However, this requires close communication with the customers. How did you respond to the lockdowns of the first wave of infection?

Instead of licking our wounds and shutting down our activities, we proactively stepped on the gas pedal. Visits to customers and even our own trips to our locations were no longer possible. There was great uncertainty among customers, users and employees. Would there be plant closures? What would the hygiene rules look like? Would we continue to work on orders? Were orders still possible at all? So they wanted to know rightly: How does Interroll behave in the crisis? To answer this question, we quickly set up a live stream with the managers responsible for Europe, America and Asia, which met with great interest from our ­customers and employees. Afterwards it was clear that Interroll will not let anyone down in the crisis and will face up to its special responsibility.

Anyone who relies on ­Interroll technology should do so in the knowledge and with the confidence that they can rely on us 100 percent.”

Jens Karolyi

And how did you try to compensate for the cancelled trade fairs?

Even before we cancelled LogiMAT, we were of course already looking intensively at alternatives. So we were able to use the cancellation of the fair as a momentum. We were the first in the industry to set up our own “trade fair” on the Internet and offer it to visitors from all over the world. The spectrum of topics ranged from multimedia product presentations via live stream with chat function to videos with expert tips and completely interactive webinars. Customers were given the opportunity to ask questions and network directly with the relevant product and sales experts. Some of these presentations were then produced not only in English or German, but in 17 languages. The demand was extremely high – also because many customers were sitting in their home office themselves and could thus easily satisfy their professional information needs. During this time, the traffic on our website increased fivefold and we were able to generate up to 700 customer contacts per day.

So this was an important tool for sales?

Absolutely. This has certainly helped the sales staff a lot to look after existing and prospective customers. But in the end, this measure was also an important test of the values and attitudes that we have been addressing in the training programs of the Interroll Academy over the past few years. These international training sessions are, after all, among other things about sensitizing managers from a wide range of different areas to the need for seamless cooperation across departmental boundaries. And this is exactly what we have been able to demonstrate here in the digital world through the interaction of marketing, sales and product management. Everyone involved really pulled together and did an outstanding job.

Will digital communication continue to occupy a larger place in marketing in the future?

========

PROBLEM TO WORK ON
Quote the part of the Interroll interview that begins with the words containing "Absolutely. This has" and ends with "in the future?". Draw only on the Interroll interview above when handling the lines.

RECORDS SUPPLIED
========

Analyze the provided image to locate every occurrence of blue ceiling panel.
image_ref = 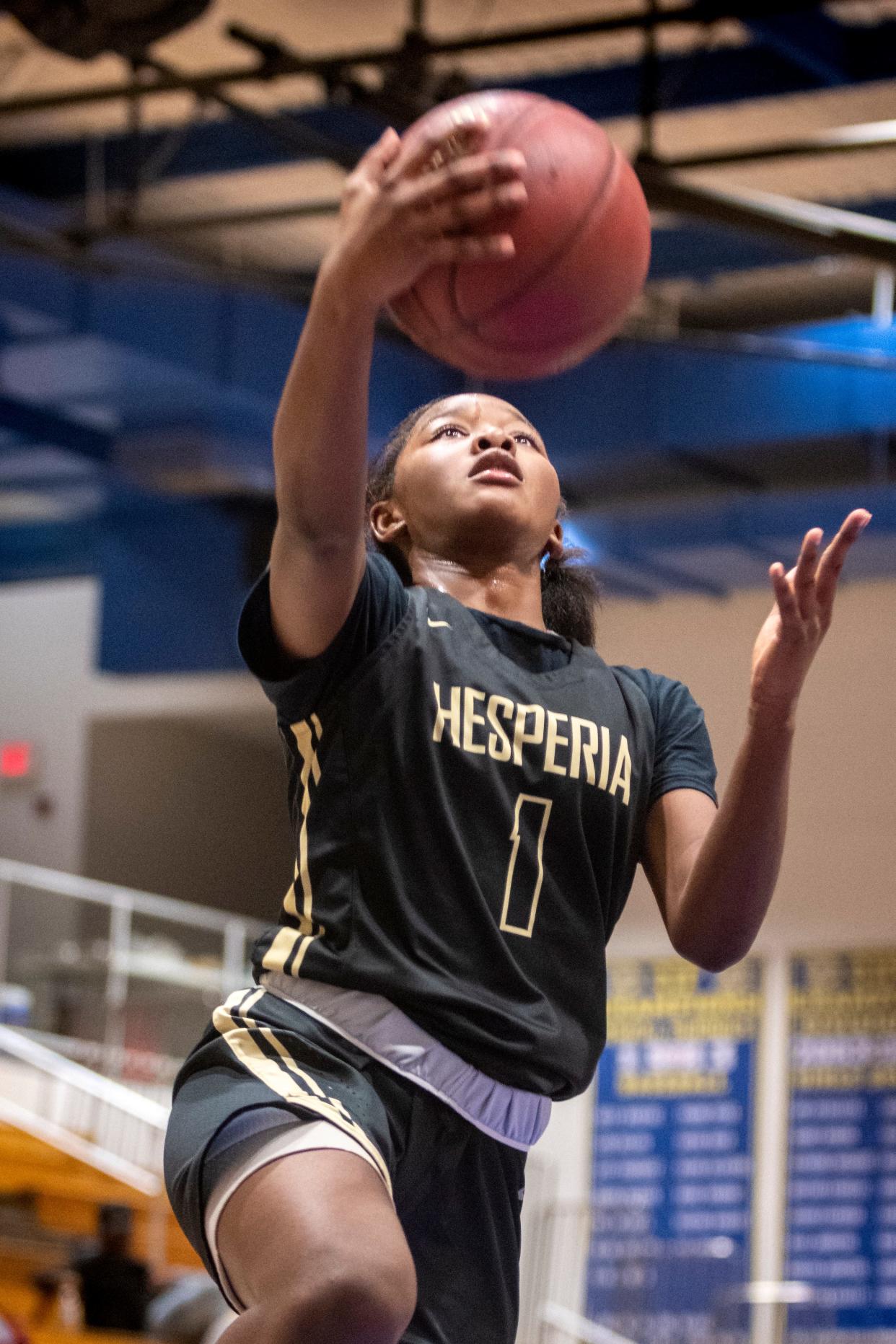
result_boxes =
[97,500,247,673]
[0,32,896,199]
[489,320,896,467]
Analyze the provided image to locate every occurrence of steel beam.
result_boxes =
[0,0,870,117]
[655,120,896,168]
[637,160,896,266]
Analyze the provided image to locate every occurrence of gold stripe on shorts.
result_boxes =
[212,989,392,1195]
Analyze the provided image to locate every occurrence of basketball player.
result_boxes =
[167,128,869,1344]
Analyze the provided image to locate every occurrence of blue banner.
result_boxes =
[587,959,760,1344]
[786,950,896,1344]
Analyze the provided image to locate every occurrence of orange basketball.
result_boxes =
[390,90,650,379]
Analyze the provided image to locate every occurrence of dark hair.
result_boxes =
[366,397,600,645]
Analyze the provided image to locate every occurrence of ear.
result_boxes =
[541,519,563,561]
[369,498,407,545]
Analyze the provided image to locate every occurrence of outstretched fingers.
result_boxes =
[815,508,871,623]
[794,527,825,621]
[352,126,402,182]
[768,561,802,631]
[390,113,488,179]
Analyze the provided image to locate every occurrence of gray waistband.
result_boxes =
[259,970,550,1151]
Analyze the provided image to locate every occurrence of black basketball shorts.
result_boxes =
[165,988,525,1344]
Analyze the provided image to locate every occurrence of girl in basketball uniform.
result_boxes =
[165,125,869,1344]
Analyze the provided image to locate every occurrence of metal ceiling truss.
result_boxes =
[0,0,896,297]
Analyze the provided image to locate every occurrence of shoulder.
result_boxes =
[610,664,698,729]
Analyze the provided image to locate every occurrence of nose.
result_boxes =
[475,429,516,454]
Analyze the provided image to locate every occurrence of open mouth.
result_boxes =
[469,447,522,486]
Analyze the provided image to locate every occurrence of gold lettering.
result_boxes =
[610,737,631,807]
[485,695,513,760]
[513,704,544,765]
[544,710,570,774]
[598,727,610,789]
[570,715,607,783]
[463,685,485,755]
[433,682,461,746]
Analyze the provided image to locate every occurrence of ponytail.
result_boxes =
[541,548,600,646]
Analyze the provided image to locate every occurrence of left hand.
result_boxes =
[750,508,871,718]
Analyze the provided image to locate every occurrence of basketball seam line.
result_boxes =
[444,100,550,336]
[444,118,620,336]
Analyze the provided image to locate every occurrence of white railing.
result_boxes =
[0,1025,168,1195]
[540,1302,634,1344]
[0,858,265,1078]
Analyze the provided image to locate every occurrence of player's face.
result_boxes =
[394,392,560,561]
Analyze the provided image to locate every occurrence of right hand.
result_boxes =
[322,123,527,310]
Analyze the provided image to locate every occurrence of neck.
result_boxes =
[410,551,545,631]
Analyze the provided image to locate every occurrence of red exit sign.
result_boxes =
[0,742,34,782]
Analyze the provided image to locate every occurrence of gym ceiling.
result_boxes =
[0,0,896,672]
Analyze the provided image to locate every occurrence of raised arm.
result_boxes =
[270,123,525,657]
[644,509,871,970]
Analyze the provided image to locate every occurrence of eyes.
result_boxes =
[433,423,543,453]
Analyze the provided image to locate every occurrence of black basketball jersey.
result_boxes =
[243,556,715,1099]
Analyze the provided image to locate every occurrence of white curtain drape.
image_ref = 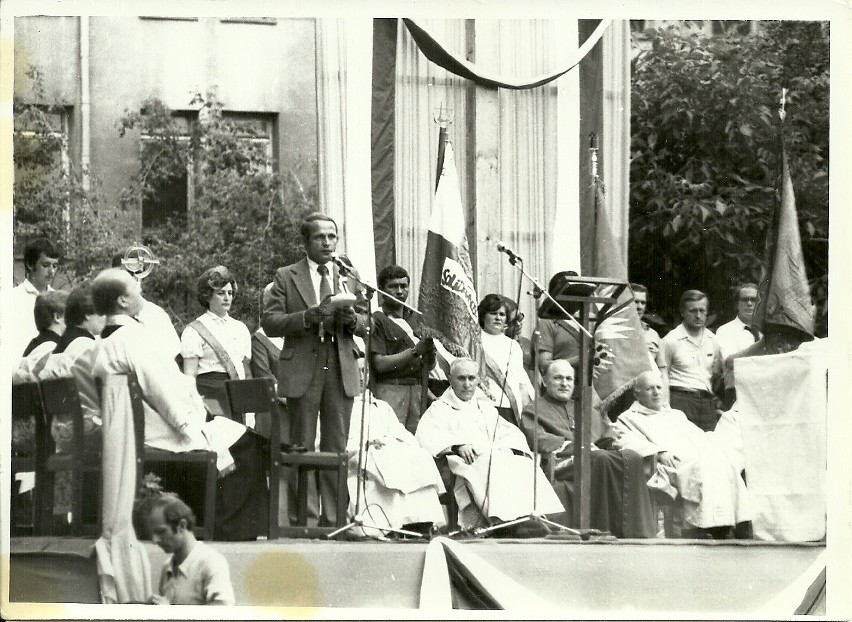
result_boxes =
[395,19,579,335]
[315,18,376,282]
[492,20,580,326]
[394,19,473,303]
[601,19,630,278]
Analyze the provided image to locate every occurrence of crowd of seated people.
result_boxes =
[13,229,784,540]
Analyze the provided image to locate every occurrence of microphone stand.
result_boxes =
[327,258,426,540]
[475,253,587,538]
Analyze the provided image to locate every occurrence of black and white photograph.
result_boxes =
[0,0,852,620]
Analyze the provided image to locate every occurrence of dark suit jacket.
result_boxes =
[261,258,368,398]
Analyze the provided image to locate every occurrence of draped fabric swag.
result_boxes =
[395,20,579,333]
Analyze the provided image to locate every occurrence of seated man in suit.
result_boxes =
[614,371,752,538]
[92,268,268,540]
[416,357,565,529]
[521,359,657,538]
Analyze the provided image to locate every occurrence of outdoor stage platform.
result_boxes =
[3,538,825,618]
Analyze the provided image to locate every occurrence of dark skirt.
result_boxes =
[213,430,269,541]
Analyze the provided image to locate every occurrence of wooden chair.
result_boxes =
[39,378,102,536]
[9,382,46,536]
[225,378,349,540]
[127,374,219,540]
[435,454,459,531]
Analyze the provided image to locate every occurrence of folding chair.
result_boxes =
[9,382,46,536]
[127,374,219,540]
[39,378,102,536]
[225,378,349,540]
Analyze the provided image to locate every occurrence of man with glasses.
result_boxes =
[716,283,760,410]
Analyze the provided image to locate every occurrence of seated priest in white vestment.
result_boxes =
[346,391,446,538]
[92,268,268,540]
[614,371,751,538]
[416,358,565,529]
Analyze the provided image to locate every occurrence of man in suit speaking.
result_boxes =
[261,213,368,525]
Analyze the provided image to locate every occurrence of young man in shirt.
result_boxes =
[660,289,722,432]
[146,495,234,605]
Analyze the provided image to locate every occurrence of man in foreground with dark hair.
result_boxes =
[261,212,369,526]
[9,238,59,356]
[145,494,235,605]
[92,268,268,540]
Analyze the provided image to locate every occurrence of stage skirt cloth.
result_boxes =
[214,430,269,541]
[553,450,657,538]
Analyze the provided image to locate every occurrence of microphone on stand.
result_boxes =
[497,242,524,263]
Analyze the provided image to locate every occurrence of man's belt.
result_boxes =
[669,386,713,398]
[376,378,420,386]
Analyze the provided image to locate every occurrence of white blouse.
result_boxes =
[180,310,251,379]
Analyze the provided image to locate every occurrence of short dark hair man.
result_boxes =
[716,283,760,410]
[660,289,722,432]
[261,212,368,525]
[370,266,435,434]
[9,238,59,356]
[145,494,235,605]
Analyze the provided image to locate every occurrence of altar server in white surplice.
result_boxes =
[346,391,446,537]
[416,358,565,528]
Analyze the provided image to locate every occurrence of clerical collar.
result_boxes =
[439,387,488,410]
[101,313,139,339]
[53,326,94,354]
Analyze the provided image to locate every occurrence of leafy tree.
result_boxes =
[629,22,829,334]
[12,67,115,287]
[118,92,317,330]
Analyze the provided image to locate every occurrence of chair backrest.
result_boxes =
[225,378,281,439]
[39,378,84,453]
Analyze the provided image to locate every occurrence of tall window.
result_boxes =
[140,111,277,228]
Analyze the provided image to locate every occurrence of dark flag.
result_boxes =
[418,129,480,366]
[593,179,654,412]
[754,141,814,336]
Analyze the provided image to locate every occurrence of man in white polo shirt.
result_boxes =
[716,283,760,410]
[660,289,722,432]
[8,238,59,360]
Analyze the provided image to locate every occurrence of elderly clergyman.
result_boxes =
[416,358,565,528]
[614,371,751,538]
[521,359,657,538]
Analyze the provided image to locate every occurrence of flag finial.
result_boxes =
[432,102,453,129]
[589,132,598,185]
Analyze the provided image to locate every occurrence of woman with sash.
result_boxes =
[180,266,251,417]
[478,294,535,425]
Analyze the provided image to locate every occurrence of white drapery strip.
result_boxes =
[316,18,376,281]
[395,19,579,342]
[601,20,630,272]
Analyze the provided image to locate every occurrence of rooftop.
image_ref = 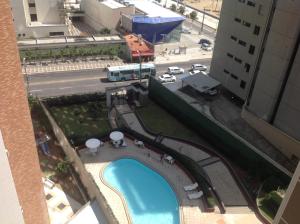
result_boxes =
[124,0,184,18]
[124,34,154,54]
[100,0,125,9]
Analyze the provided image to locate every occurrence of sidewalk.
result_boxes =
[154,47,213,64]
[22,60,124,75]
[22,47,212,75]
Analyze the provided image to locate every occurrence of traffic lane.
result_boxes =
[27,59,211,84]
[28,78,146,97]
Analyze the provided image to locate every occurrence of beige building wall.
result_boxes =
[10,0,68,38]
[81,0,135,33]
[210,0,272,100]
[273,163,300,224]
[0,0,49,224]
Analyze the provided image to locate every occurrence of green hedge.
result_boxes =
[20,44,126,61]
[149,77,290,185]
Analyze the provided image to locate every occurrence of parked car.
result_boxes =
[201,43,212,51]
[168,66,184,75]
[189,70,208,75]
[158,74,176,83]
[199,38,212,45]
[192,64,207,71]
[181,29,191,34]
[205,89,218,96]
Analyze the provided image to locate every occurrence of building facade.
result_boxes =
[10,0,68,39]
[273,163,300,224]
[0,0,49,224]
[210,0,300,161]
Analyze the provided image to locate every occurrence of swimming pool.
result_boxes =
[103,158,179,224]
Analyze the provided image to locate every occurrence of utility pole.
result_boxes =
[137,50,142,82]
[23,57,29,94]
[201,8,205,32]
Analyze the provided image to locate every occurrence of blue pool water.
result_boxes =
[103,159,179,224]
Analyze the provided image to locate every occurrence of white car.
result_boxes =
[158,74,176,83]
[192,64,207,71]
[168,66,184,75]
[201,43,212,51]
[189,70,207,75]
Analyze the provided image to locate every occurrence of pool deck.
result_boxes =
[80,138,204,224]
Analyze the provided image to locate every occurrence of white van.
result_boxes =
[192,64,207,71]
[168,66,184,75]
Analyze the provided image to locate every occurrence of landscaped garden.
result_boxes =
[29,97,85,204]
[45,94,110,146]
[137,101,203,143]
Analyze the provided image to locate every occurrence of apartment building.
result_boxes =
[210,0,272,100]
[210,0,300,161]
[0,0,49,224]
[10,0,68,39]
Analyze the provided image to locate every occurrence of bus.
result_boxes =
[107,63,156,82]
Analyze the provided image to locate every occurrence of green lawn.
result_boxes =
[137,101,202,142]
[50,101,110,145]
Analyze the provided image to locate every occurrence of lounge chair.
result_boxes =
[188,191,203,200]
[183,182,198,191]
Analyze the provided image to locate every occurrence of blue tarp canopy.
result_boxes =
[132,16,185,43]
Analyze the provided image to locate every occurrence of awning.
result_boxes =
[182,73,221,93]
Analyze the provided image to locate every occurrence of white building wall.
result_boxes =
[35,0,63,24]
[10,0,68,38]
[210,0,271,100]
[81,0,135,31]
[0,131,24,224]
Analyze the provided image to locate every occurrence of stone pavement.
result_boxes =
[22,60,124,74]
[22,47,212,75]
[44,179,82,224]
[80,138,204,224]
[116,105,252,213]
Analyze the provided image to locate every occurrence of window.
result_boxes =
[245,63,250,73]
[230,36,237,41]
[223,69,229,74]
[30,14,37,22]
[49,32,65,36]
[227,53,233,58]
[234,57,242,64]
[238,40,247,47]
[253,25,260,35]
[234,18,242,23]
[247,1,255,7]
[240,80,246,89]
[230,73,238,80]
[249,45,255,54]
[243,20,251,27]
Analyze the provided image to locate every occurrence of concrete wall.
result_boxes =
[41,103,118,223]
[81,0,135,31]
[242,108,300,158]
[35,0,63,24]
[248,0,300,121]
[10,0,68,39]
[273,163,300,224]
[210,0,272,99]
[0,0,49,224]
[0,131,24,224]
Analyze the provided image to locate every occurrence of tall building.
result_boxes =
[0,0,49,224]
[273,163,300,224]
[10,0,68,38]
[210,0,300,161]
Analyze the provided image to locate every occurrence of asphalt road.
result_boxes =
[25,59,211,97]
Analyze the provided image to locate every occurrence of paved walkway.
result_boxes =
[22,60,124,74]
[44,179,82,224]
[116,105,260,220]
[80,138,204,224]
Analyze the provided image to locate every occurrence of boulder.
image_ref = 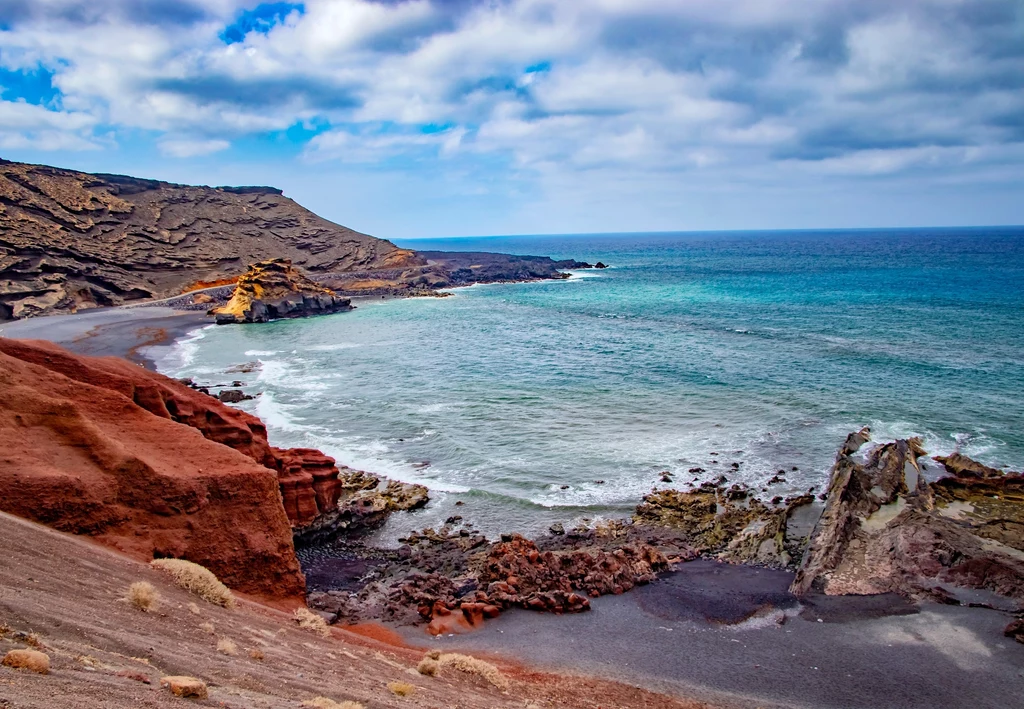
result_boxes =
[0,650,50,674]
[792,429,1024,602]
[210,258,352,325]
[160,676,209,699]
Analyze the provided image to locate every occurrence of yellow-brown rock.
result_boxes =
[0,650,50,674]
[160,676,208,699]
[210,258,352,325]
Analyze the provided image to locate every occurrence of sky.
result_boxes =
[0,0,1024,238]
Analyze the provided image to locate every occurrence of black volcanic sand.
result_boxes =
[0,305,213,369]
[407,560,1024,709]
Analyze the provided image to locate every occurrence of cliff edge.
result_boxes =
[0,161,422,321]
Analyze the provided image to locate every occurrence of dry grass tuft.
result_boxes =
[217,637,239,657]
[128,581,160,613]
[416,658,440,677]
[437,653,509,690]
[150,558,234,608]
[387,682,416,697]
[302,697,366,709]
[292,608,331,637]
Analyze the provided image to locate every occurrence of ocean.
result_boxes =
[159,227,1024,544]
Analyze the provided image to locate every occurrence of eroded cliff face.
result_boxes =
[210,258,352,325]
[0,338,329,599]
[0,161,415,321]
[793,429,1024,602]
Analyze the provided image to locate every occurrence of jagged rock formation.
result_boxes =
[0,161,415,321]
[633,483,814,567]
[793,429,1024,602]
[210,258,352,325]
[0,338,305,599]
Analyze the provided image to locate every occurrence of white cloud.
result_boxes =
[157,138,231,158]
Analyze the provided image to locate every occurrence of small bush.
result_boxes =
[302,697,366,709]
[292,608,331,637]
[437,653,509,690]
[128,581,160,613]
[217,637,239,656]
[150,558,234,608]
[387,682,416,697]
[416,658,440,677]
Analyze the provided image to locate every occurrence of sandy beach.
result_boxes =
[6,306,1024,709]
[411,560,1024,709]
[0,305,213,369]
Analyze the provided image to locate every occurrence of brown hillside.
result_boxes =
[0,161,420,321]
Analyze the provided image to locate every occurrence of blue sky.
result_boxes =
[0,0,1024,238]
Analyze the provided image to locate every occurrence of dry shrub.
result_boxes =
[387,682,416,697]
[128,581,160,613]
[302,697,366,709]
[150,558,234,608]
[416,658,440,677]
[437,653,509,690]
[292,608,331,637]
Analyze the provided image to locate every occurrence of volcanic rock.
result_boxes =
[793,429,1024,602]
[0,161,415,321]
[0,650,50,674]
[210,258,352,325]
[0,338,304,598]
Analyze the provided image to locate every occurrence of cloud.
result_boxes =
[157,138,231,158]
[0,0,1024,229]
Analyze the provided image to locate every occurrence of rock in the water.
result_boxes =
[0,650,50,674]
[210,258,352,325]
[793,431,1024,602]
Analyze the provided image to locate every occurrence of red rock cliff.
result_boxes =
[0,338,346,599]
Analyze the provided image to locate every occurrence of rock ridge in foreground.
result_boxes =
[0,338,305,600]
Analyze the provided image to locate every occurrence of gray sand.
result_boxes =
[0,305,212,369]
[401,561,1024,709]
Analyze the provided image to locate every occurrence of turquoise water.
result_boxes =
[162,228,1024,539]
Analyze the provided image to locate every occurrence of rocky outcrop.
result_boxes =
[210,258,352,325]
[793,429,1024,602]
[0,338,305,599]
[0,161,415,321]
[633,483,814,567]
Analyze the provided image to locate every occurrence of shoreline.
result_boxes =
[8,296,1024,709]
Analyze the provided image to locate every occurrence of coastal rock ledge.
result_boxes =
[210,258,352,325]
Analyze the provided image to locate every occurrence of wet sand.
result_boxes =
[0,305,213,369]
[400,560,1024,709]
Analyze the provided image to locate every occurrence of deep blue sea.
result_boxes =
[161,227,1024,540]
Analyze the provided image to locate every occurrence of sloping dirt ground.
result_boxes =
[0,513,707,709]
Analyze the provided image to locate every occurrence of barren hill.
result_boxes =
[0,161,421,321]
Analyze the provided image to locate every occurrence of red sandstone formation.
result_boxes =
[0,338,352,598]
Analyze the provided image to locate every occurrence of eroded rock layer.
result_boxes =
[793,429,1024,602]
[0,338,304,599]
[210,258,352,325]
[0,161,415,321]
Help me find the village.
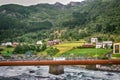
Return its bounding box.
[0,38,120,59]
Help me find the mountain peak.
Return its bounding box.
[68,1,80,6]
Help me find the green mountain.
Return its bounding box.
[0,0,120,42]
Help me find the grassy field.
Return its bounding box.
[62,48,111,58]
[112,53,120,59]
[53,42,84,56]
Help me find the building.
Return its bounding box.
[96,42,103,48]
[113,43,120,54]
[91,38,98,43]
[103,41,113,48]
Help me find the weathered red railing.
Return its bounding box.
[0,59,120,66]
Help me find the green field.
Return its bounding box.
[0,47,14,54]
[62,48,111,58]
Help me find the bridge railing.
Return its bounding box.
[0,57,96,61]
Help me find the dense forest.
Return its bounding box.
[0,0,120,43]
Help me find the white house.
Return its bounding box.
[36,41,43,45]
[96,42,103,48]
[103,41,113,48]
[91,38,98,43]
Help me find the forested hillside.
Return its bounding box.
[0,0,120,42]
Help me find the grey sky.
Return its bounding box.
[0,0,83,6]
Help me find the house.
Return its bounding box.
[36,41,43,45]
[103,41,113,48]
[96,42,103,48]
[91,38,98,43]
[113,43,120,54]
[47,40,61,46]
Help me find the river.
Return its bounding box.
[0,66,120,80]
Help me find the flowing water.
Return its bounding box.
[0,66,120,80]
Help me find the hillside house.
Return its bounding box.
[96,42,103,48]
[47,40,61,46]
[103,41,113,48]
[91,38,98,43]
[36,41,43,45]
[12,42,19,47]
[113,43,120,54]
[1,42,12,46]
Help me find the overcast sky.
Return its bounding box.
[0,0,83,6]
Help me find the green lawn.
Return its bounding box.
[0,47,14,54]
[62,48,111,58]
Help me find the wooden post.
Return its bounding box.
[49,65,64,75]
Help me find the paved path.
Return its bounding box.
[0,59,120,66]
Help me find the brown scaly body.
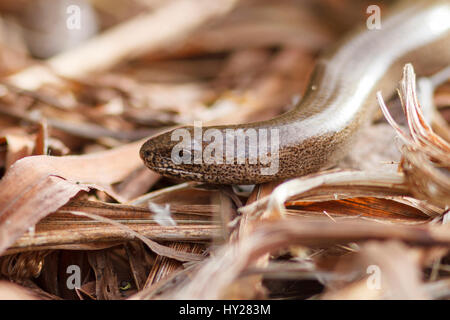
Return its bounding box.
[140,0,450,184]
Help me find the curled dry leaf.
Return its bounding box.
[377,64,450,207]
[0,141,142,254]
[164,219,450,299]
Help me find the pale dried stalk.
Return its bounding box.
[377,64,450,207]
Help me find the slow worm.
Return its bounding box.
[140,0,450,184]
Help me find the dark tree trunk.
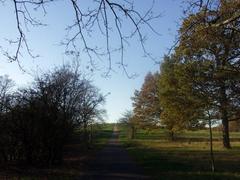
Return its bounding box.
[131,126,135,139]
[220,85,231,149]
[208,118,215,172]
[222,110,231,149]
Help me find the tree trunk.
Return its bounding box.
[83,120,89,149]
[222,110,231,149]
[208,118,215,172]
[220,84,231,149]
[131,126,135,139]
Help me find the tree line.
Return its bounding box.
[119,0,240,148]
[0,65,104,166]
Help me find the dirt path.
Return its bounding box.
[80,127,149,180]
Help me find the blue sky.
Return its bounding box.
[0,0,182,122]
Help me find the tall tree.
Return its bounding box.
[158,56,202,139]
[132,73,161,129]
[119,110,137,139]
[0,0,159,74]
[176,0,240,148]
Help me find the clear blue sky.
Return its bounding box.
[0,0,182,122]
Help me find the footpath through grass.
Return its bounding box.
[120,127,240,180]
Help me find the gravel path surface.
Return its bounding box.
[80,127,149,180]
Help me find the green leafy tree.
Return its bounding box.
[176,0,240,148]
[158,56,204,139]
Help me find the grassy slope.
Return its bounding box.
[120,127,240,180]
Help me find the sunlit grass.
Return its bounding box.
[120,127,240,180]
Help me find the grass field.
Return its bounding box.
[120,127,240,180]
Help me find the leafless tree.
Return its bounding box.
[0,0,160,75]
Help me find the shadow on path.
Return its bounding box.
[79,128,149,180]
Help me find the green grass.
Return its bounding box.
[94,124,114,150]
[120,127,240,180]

========

TASK SOLUTION
Absolutely. This has certainly helped the sales staff a lot to look after existing and prospective customers. But in the end, this measure was also an important test of the values and attitudes that we have been addressing in the training programs of the Interroll Academy over the past few years. These international training sessions are, after all, among other things about sensitizing managers from a wide range of different areas to the need for seamless cooperation across departmental boundaries. And this is exactly what we have been able to demonstrate here in the digital world through the interaction of marketing, sales and product management. Everyone involved really pulled together and did an outstanding job.

Will digital communication continue to occupy a larger place in marketing in the future?